- _TASK STATEMENT_
Pick up the SABINE dataset readme after its final line and write the next part of that documentation. Leave the material that follows it untouched.

SABINE readme

SABINE (SociAl Business INtelligence bEnchmark) is a multi-purpose dataset for Social Business Intelligence (SBI) in the domain of European politics. This page provides documentation and usage instructions for SABINE's packages. For details on the SABINE project, please refer to purl.org/sabine.

Overview

SABINE is designed and properly packaged for modular download, to enable the evaluation of a wide variety of social business intelligence research tasks, either separately or in combination, ranging from those more focused on content analysis, to those related to semantic analysis up to more comprehensive social business analytics.

Clips package

Format: JSON
Download (6.06 GB; unzipped 36.5 GB): link

The Clips package contains the user-generated content (UGC) collected by the crawling service. Clips can either be messages posted on social media or articles
taken from on-line newspapers. Clips are also available in sub-packages

Schema

Each clip contains the following data:

  • id: a numeric identificator;
  • language: a two-letters string: either "en" or "it";
  • title: a string containing either the title of the UGC (if present) or the first excerpt of the content;
  • content: a string with the content of the UGC;
  • clippingQuality (optional): human-based score (either "OK" or "KO") denoting the amount of non-relevant text present in the clip due to an inadequate template used by the crawler when clipping;
  • textComplexity (optional): human-based score (either "STANDARD" or "HARD") denoting the effort of a human expert in assigning the sentiment (e.g., due to irony, incorrect syntax, abbreviations);
  • expertSentiment (optional): human-based score (either -1, 0 or 1) denoting the sentiment (respectively negative, neutral or positive) labeled by domain experts.

- _Point placement records_

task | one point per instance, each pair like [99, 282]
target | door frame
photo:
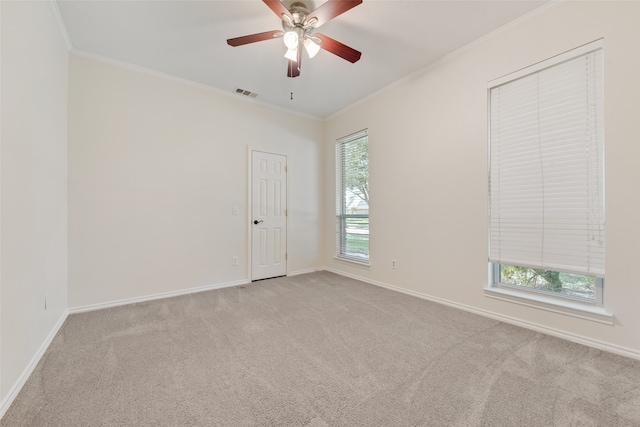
[249, 215]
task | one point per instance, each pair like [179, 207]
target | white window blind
[352, 197]
[546, 165]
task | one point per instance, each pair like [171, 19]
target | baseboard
[100, 306]
[15, 389]
[306, 271]
[590, 342]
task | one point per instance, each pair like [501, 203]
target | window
[352, 198]
[546, 178]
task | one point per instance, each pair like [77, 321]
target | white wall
[428, 169]
[155, 169]
[33, 188]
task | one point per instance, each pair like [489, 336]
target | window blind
[352, 197]
[546, 166]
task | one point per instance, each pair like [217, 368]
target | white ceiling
[187, 39]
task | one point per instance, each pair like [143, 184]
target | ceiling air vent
[246, 93]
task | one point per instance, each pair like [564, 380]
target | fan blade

- _THE RESULT_
  • occurrences: an array of objects representing the entities detected by the text analysis module of SyN; each entity contains the following information:
    • entity.name: the name of the entity
    • entity.pos: the part-of-speech (i.e., "N" for nouns, "R" for proper nouns, "G" for adjectives, "V" for verbs, "A" for adverbs, "U" for not recognized words)
    • count: the number of times that the entity appears in the clip
  • semanticOccurrences: an array of objects representing the relationship between two entities by means of either a functional relation (e.g.,
    agent or qualifier) or a predicate corresponding to an entity; each semantic occurrences contains the following information:
    • firstMember: an object representing the first entity in the relationship
    • secondMember: an object representing the second entity in the relationship
    • functionalRelation: a string describing the relationship; it can contain the following values:
      • ISA: the firstMember is a hyponym of the secondMember
      • PARTOF: the firstMember is part of the secondMember
      • MEMBEROF: the firstMember is a member of the secondMember
      • SYNONYM: the firstMember is a synonym of the secondMember
      • ANTONYM: the firstMember is an antonym of the secondMember
      • TRANSLATION: the firstMember is a translation of the secondMember
      • ABSTRACT: the firstMember semantically belongs to the secondMember
      • NEARTO: the firstMember contextualizes the secondMember
      • AGENT: the secondMember is an action accomplished by the firstmember
      • OBJ: the firstMember is an action accomplished on the secondMember
      • IOBJ: the firstMember is action whose indirect object is the secondMember
      • QUAL: the firstMember is qualified by the secondMember
      • HOW: the firstMember is an action and the secondMember indicates how it is accomplished
      • WHEN: the firstMember is an action and the secondMember indicates when it is accomplished
      • WHERE: the firstMember is an action and the secondMember indicates where it is accomplished
      • COMP: the firstMember is an action and the secondMember is its complement
      • ENTITY: the relationship between the firstMember and the secondMember is described by the thirdMember
    • thirdMember (optional): an object representing the entity that describes the relationship (present only if the functionalRelation is "ENTITY")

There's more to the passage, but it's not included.